▸ Exercise
Since the pictures are not wanted, reproduce only the rest of the records, exactly as given.

▸ Saved data entries
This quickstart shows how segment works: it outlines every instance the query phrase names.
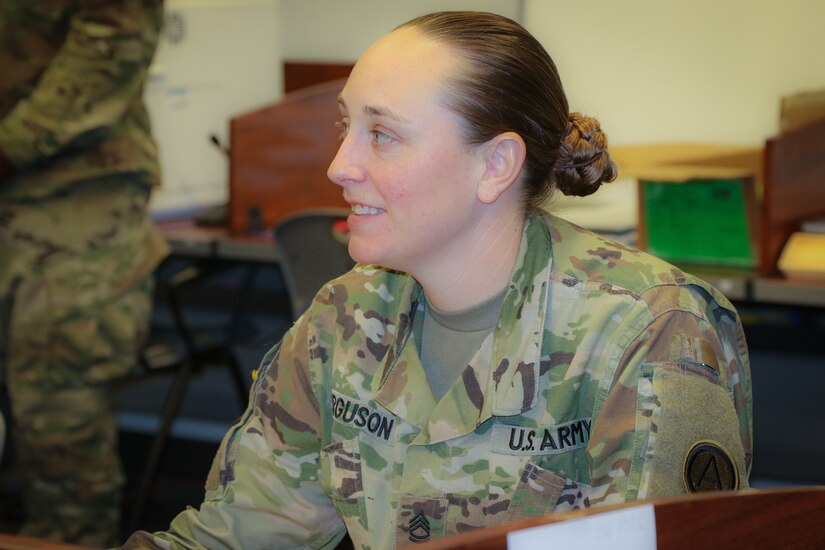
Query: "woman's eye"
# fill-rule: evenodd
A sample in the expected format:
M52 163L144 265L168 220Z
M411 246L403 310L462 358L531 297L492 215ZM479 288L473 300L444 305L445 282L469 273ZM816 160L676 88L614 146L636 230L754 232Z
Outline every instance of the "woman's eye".
M392 136L388 136L381 130L373 130L372 131L372 141L376 145L387 145L395 141L395 138Z
M339 120L335 123L335 127L338 128L338 139L343 140L347 137L347 132L349 131L349 122L346 120Z

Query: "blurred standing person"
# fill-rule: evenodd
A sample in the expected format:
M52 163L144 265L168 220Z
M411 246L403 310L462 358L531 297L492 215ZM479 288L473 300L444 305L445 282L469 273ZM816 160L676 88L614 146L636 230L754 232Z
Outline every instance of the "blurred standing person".
M148 331L168 246L142 101L162 0L0 4L0 352L21 534L117 542L113 379Z

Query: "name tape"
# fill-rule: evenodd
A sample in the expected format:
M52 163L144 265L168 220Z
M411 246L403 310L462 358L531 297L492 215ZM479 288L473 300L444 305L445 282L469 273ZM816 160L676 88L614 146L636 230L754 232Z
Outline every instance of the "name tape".
M332 392L332 418L346 426L354 426L370 435L389 441L395 428L395 417L351 397Z

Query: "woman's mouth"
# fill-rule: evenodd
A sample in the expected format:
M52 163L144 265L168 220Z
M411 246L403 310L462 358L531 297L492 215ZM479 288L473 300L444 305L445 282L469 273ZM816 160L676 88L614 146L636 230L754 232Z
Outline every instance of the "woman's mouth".
M363 204L352 205L353 214L381 214L383 210L380 208L373 208L372 206L364 206Z

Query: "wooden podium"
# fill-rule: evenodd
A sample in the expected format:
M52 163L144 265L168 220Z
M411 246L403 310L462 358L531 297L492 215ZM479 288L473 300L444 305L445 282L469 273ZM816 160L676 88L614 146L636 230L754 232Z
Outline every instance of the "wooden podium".
M229 231L270 230L305 208L347 207L327 179L338 149L338 94L346 80L288 93L229 125Z
M767 140L764 162L759 271L773 275L802 221L825 216L825 118Z
M421 550L506 550L507 534L653 505L657 550L825 548L825 487L700 493L519 520L415 545ZM552 535L546 548L555 548Z

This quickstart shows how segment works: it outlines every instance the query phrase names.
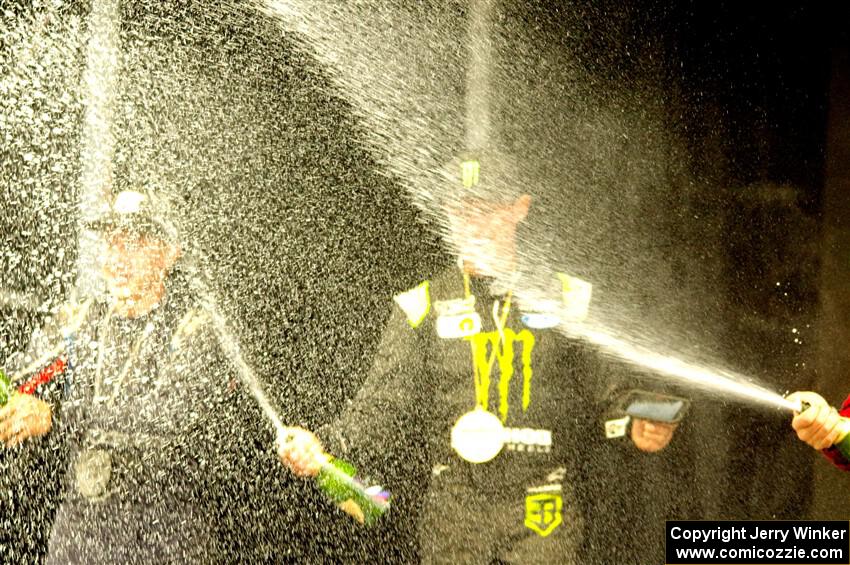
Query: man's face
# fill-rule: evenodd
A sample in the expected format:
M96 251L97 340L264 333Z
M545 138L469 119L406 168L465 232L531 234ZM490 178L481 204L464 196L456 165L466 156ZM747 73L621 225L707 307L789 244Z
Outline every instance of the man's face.
M118 313L132 317L139 308L158 302L175 259L173 246L155 238L121 231L108 234L103 276Z
M517 225L525 219L531 197L510 204L463 199L448 208L452 243L473 273L504 276L514 269Z

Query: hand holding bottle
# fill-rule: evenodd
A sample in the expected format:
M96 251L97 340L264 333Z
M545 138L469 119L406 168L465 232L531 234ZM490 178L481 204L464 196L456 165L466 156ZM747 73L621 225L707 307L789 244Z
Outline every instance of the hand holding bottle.
M13 393L6 405L0 408L0 443L6 447L43 436L52 426L50 405L32 395Z
M322 442L304 428L284 428L277 439L278 457L299 477L314 477L319 489L361 524L372 524L390 506L390 493L369 486L357 469L324 451Z
M299 477L315 477L328 462L322 442L304 428L284 428L277 443L281 462Z
M848 420L814 392L795 392L788 396L791 402L801 403L802 410L795 412L791 426L797 437L815 449L832 447L847 436Z

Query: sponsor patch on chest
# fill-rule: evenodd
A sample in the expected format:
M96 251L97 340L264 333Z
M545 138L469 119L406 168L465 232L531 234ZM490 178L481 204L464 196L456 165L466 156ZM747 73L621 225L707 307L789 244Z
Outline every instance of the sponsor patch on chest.
M521 453L549 453L552 451L552 432L505 427L495 414L476 408L455 422L451 446L464 461L486 463L505 448Z
M535 330L554 328L561 319L555 314L545 312L530 312L522 315L522 323Z
M462 339L480 331L481 316L477 312L437 318L437 335L442 339Z
M552 451L552 432L533 428L505 428L505 445L509 451L548 453Z
M552 488L529 489L525 497L525 527L545 538L563 521L564 500L560 485Z
M481 316L475 311L475 297L440 300L437 310L437 335L442 339L462 339L481 331Z

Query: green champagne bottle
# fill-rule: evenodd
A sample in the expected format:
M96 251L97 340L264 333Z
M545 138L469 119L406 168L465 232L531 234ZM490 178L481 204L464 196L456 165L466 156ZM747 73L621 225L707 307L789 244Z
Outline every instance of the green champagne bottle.
M838 425L841 428L842 437L834 445L841 456L850 461L850 419L842 418Z
M3 369L0 369L0 408L9 402L12 397L12 390L12 381L3 372Z
M342 459L329 457L316 476L316 484L340 508L367 526L390 507L390 493L378 485L367 486L357 477L354 465Z

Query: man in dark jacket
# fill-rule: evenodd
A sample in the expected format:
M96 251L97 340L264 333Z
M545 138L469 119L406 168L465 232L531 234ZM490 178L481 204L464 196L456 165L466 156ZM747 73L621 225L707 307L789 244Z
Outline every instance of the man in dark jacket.
M293 428L281 446L300 475L319 471L326 446L379 473L394 498L375 538L400 561L590 562L584 530L604 480L611 399L598 354L557 331L586 315L589 284L517 274L516 229L529 206L522 195L449 207L459 268L397 295L349 409L321 441ZM613 427L650 452L675 428L631 424Z
M219 553L211 498L216 484L238 478L227 462L258 415L181 272L159 202L116 196L94 226L107 240L108 303L63 309L13 367L24 377L56 362L64 371L0 410L6 445L45 435L70 444L48 562L182 563Z

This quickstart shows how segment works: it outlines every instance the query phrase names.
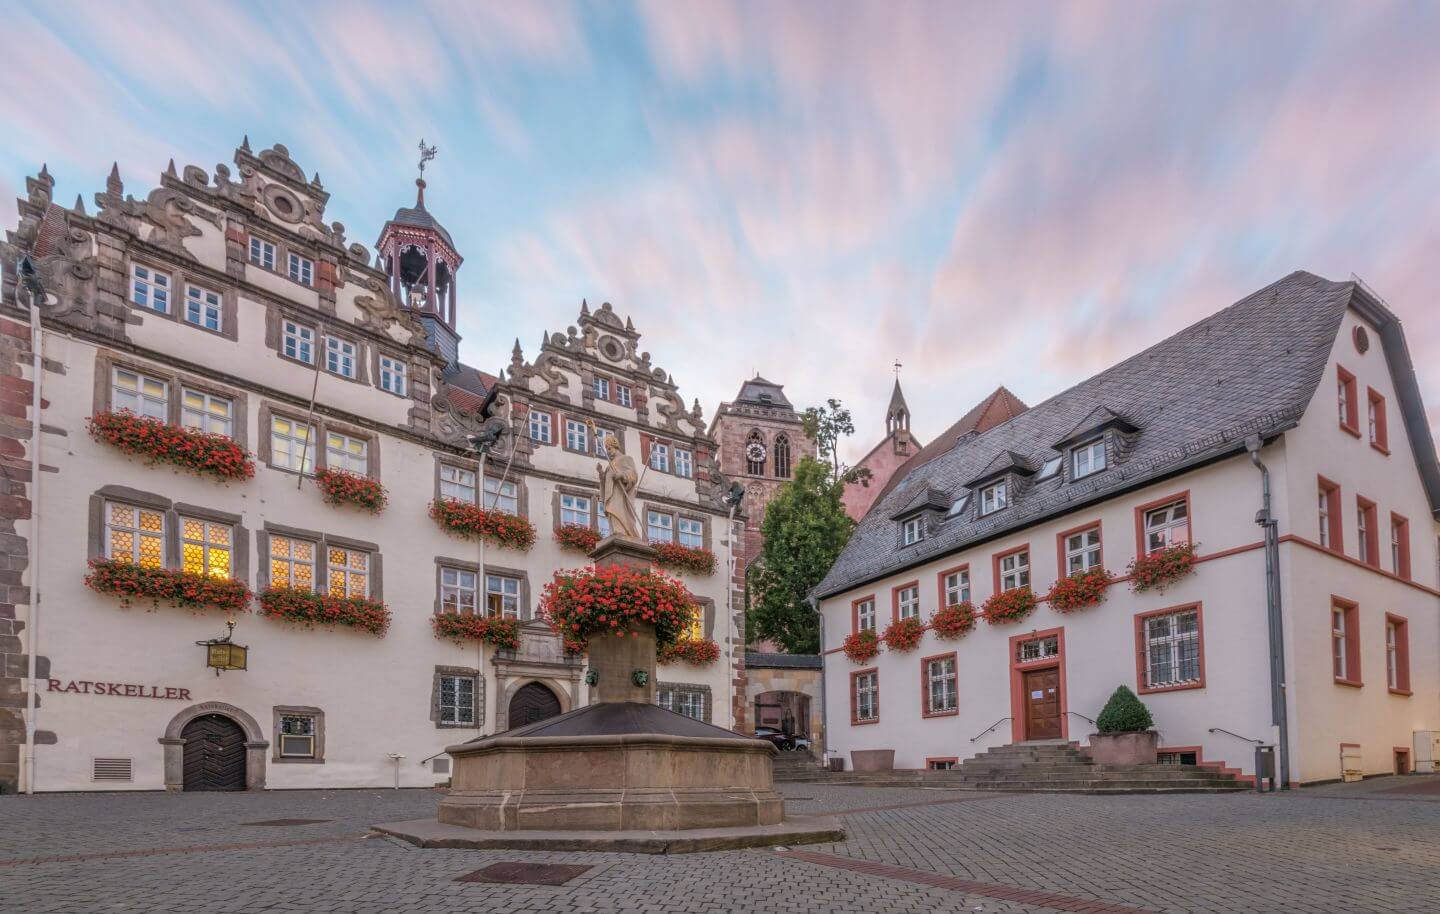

▸ Task output
This quickstart shows how segment works: it outlines every instance the query phrase names.
Query: "woman's eye"
# fill-rule: evenodd
A sample in the expected format:
M52 163L144 265L168 220Z
M411 246L403 310L462 358L531 297L492 215ZM479 288L473 300L444 305L445 282L469 273ZM816 160L676 88L614 146L636 230L754 232Z
Outline every instance of the "woman's eye".
M392 136L388 136L381 130L373 130L372 131L372 141L376 145L387 145L395 141L395 138Z
M339 120L335 123L335 127L338 128L338 139L343 140L347 137L347 132L349 131L349 122L346 120Z

Query: "blurred standing person"
# fill-rule: evenodd
A sample in the expected format:
M52 163L144 265L168 220Z
M411 246L403 310L462 358L531 297L492 215ZM479 288L473 300L444 305L445 282L469 273ZM816 160L676 88L614 146L636 230L754 232Z
Outline every instance of the "blurred standing person".
M148 331L168 246L142 101L162 0L0 4L0 352L21 534L117 542L113 379Z

Query: "name tape"
# fill-rule: evenodd
A sample in the expected format:
M52 163L144 265L168 220Z
M411 246L403 310L462 358L531 297L492 215ZM479 288L473 300L444 305L445 282L469 273ZM816 160L676 88L614 146L636 230L754 232Z
Outline every instance of the "name tape".
M332 392L332 418L346 426L354 426L370 435L389 441L395 428L395 417L351 397Z

Query: "woman's mouth"
# fill-rule: evenodd
A sample in the expected format:
M52 163L144 265L168 220Z
M411 246L403 310L462 358L531 297L492 215ZM479 288L473 300L444 305L445 282L469 273ZM816 160L676 88L614 146L636 230L754 232Z
Outline every instance of the "woman's mouth".
M363 204L352 205L353 214L381 214L383 210L380 208L373 208L372 206L364 206Z

Query: "wooden podium"
# fill-rule: evenodd
A sample in the expected format:
M52 163L144 265L168 220Z
M411 246L403 310L462 358L531 297L492 215ZM479 288L473 300L444 305L445 282L469 273ZM816 160L676 88L614 146L636 230L754 232Z
Outline every instance of the "wooden podium".
M229 231L270 230L305 208L347 207L327 179L338 149L338 94L346 80L288 93L229 125Z
M767 140L764 162L759 271L773 275L802 221L825 216L825 118Z
M421 550L506 550L507 534L653 505L657 550L825 548L825 487L700 493L519 520L415 545ZM552 535L546 548L555 548Z

This quickstart shows how segment works: it outlines every instance the query phrase names.
Query: man's face
# fill-rule: evenodd
A sample in the expected format:
M96 251L97 340L264 333Z
M545 138L469 119L406 168L465 232L531 234ZM490 178L481 204L464 196L456 165L466 156ZM747 73L621 225L707 307L789 244Z
Outline every instance of the man's face.
M118 313L132 317L139 308L158 302L175 259L173 246L155 238L121 231L108 234L103 276Z
M517 225L525 219L531 197L510 204L463 199L448 208L452 243L473 273L504 276L514 269Z

Query: hand holding bottle
# fill-rule: evenodd
A sample in the expected format:
M96 251L97 340L264 333Z
M545 138L469 119L406 168L465 232L531 234ZM490 178L481 204L464 196L456 165L466 156ZM747 73L621 225L707 307L789 244Z
Outline every instance of the hand holding bottle.
M13 393L6 405L0 408L0 443L6 447L43 436L52 426L50 405L32 395Z
M322 442L304 428L284 428L277 439L278 457L299 477L314 477L319 489L361 524L372 524L390 506L390 493L369 486L357 469L324 451Z
M299 477L315 477L328 462L322 442L304 428L284 428L277 443L281 462Z
M848 420L814 392L795 392L788 396L791 402L801 403L802 410L795 412L791 426L797 437L815 449L832 447L847 436Z

Query: sponsor patch on chest
# fill-rule: evenodd
A sample in the expected format:
M96 251L97 340L264 333Z
M545 138L469 119L406 168L465 232L531 234ZM490 178L481 204L464 196L456 165L466 156ZM747 73L621 225L707 307L789 244Z
Outline every instance of the sponsor patch on chest.
M521 453L549 453L552 451L552 432L505 427L495 414L476 408L455 422L451 446L464 461L486 463L505 448Z
M535 330L554 328L561 319L555 314L545 312L530 312L522 315L522 323Z
M462 339L480 331L481 316L477 312L437 318L437 335L442 339Z
M552 451L552 432L533 428L505 428L505 445L509 451L548 453Z
M552 488L529 489L525 497L525 527L545 538L563 521L564 500L560 485Z
M481 316L475 311L475 297L440 300L437 310L437 335L442 339L462 339L481 331Z

Query: green champagne bottle
# fill-rule: evenodd
A sample in the expected format:
M96 251L97 340L264 333Z
M545 138L469 119L406 168L465 232L531 234ZM490 178L481 204L464 196L456 165L466 156ZM747 73L621 225L707 307L789 244Z
Outline every instance of the green champagne bottle.
M838 425L841 428L842 437L834 445L841 456L850 461L850 419L842 418Z
M3 369L0 369L0 408L9 402L12 397L12 390L12 381L3 372Z
M342 459L329 457L316 476L316 484L340 508L367 526L390 507L390 493L378 485L367 486L357 477L354 465Z

Query: man in dark jacket
# fill-rule: evenodd
A sample in the expected format:
M96 251L97 340L264 333Z
M545 138L469 119L406 168L465 232L531 234ZM490 178L481 204L464 196L456 165L466 156ZM747 73L621 225L707 307L789 244Z
Outline every instance of the man in dark jacket.
M293 428L281 446L300 475L319 471L326 446L379 473L394 498L375 538L400 561L590 562L584 530L604 480L611 399L598 354L557 331L586 315L589 284L517 274L516 229L529 206L522 195L449 207L459 268L397 295L349 409L321 441ZM613 427L650 452L675 428L631 424Z
M219 553L211 498L216 484L238 478L227 462L258 415L181 272L159 202L116 196L94 226L107 240L108 303L63 309L13 367L24 377L56 362L64 371L0 410L6 445L45 435L70 444L48 562L182 563Z

This quickstart shows how segment works: it outlines every instance the query phrase names.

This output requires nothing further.